[start of PAGE]

Transparency is Not Enough (danah boyd) — we need people to not just have access to the data, but have access to the context surrounding the data. A very thoughtful talk from Gov 2.0 Expo about meaningful data release.
Feed6 — the latest from Rohit Khare is a sort of a “hot or not” for pictures posted to Twitter. Slightly addictive, while somewhat purposeless. Remarkable for how banal the “most popular” pictures are, it reminds me of the way Digg, Reddit, and other such sites trend towards the uninteresting and dissatisfying. Flickr’s interestingness still remains one of the high points of user-curated notability. (via rabble on Twitter)
People are Walking Architecture — presentation by Matt Jones of BERG, taking a new lens to this AR/ubicomp/whatever-it-is-today world. “[Mobile phones are] a whole toy box full of playful, inventive strategies for exploring cities ….”
Lexicalist — insight into geographic and age distribution of language use, based on Twitter data. (via Language Log)
Advanced Visualization Techniques — nice overview of some non-standard visualization techniques. Short shameful confession: I love polar dendrograms with a passion. These techniques are to visualizers as algorithms and data structures to programmers: each is used in specific circumstances and compromises some things to gain in others. (via Flowing Data)

[end of PAGE]
[start of AVAILABLE RECORDS]

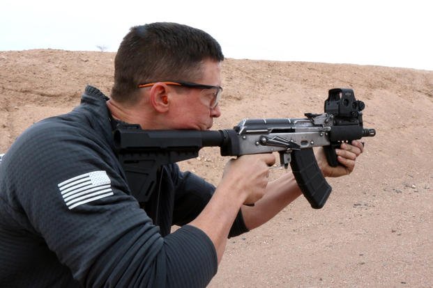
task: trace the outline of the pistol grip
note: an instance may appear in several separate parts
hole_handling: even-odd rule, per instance
[[[326,156],[326,160],[328,161],[329,166],[331,167],[337,167],[338,166],[337,154],[335,153],[335,149],[338,147],[340,147],[340,143],[331,143],[329,146],[324,147],[325,155]]]
[[[290,161],[291,170],[302,193],[311,207],[324,207],[332,188],[317,165],[312,148],[294,150]]]

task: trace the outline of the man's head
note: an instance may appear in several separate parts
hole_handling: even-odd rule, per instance
[[[140,84],[196,82],[205,61],[223,60],[218,42],[202,30],[166,22],[132,27],[116,56],[112,98],[132,104],[139,97]]]

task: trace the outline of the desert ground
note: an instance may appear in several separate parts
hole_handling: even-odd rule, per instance
[[[86,84],[109,95],[114,53],[0,51],[0,153],[33,122],[70,111]],[[328,90],[365,103],[365,151],[349,176],[328,179],[321,209],[298,198],[264,225],[229,240],[211,287],[433,287],[433,71],[227,59],[222,115],[323,113]],[[217,148],[180,163],[218,184],[227,158]],[[271,177],[290,173],[272,170]]]

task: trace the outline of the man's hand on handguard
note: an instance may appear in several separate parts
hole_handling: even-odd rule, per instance
[[[358,140],[353,141],[350,144],[342,143],[340,149],[336,149],[337,159],[341,164],[337,167],[331,167],[326,161],[326,157],[322,147],[316,154],[317,164],[325,177],[340,177],[350,174],[355,169],[356,158],[364,151],[364,146]]]
[[[243,155],[227,162],[222,175],[239,193],[244,193],[244,204],[255,203],[265,194],[269,177],[269,167],[275,163],[272,154]]]

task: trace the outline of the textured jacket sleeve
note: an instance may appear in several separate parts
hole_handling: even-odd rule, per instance
[[[202,231],[185,225],[162,237],[104,141],[91,131],[40,125],[8,152],[8,201],[21,211],[17,222],[26,221],[75,279],[85,287],[209,282],[217,256]]]
[[[181,172],[177,165],[171,167],[172,178],[176,179],[174,224],[183,225],[194,220],[208,204],[215,186],[189,171]],[[241,210],[231,226],[229,238],[248,232]]]

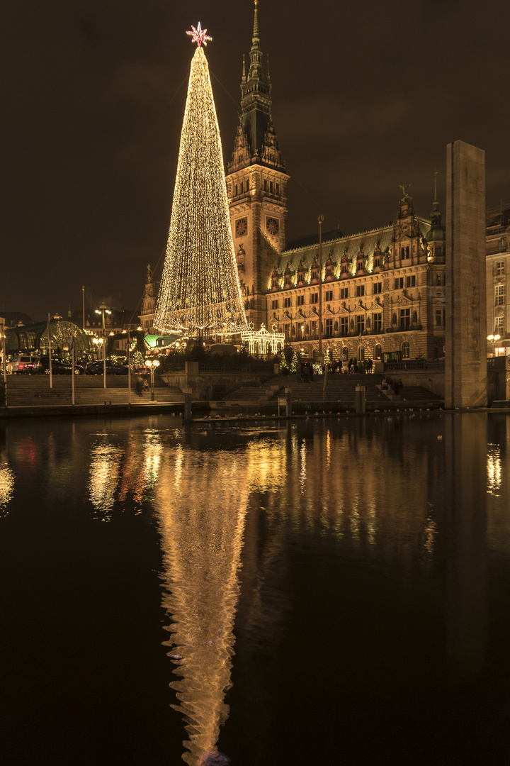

[end of AVAILABLE RECORDS]

[WHAT YOU NEED TO DO]
(a) Change "dissatisfying" to "disappointing" in the part of the link roundup that opens with the words containing "Transparency is Not" and closes with "rabble on Twitter)", and give that part back.
(b) Recast the part of the records that opens with the line containing "task: trace the outline of the man's head" and runs through the end of the records as a JSON list of strings, one per line, with blank lines and the pictures left out.
The link roundup and the records have nothing to do with each other.

[ANSWERS FOR THE TASKS]
(a)
Transparency is Not Enough (danah boyd) — we need people to not just have access to the data, but have access to the context surrounding the data. A very thoughtful talk from Gov 2.0 Expo about meaningful data release.
Feed6 — the latest from Rohit Khare is a sort of a “hot or not” for pictures posted to Twitter. Slightly addictive, while somewhat purposeless. Remarkable for how banal the “most popular” pictures are, it reminds me of the way Digg, Reddit, and other such sites trend towards the uninteresting and disappointing. Flickr’s interestingness still remains one of the high points of user-curated notability. (via rabble on Twitter)

(b)
[
  "task: trace the outline of the man's head",
  "note: an instance may appear in several separate parts",
  "hole_handling: even-odd rule, per instance",
  "[[[140,84],[196,82],[205,61],[223,60],[218,42],[202,30],[166,22],[132,27],[116,56],[112,98],[132,104],[139,97]]]",
  "task: trace the outline of the desert ground",
  "note: an instance may appear in several separate parts",
  "hole_handling: even-odd rule, per instance",
  "[[[86,84],[109,95],[114,53],[0,51],[0,153],[33,122],[70,111]],[[328,90],[365,103],[365,151],[349,176],[328,179],[321,209],[298,198],[264,225],[229,240],[211,287],[433,287],[433,71],[227,59],[222,115],[323,113]],[[217,148],[180,163],[218,184],[227,158]],[[271,177],[290,173],[272,170]]]",
  "task: trace the outline of the man's hand on handguard",
  "note: an instance may appear in several separate parts",
  "hole_handling: even-odd rule, per instance",
  "[[[358,140],[353,141],[350,144],[342,143],[340,149],[336,149],[337,159],[341,164],[337,167],[331,167],[326,161],[326,157],[322,147],[316,154],[317,164],[325,177],[340,177],[350,174],[355,169],[356,158],[364,151],[364,146]]]",
  "[[[243,155],[227,162],[222,175],[239,193],[244,193],[244,204],[255,203],[265,194],[269,177],[269,167],[275,163],[272,154]]]",
  "task: trace the outline of the textured jacket sleeve",
  "note: an instance may appear in several separate parts",
  "hole_handling: even-odd rule, per instance",
  "[[[202,231],[185,225],[162,237],[104,141],[91,131],[40,125],[8,152],[8,201],[21,211],[17,222],[26,221],[75,279],[85,287],[209,282],[217,256]]]",
  "[[[181,172],[177,165],[171,167],[172,178],[176,179],[174,224],[183,225],[194,220],[208,204],[215,186],[189,171]],[[241,210],[231,226],[229,238],[248,232]]]"
]